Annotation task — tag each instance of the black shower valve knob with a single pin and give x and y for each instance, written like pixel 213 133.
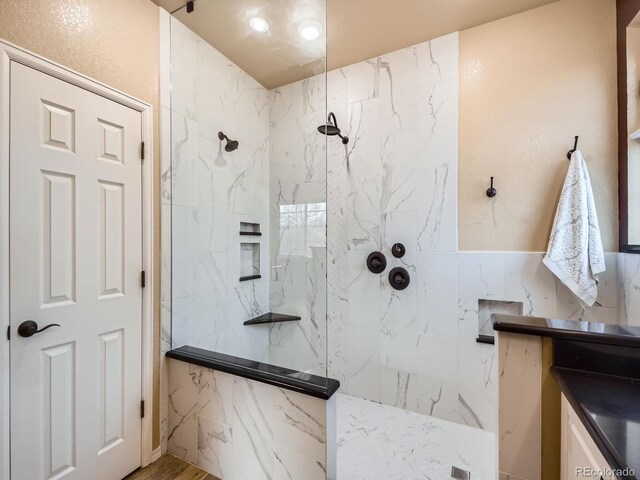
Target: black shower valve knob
pixel 399 278
pixel 376 262
pixel 398 250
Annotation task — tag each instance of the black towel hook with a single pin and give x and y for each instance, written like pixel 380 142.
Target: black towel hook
pixel 575 147
pixel 491 191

+===+

- _Written instruction_
Copy the lines from the one containing "Annotation task — tag each instance of the black towel" through the end of the records, swapping "towel hook" for "robe hook" and leaving everything else as it is.

- _Full answer_
Annotation task — tag each instance of the black robe hook with a single pin and give x and y for each instance, written like pixel 380 142.
Target: black robe hook
pixel 575 147
pixel 491 191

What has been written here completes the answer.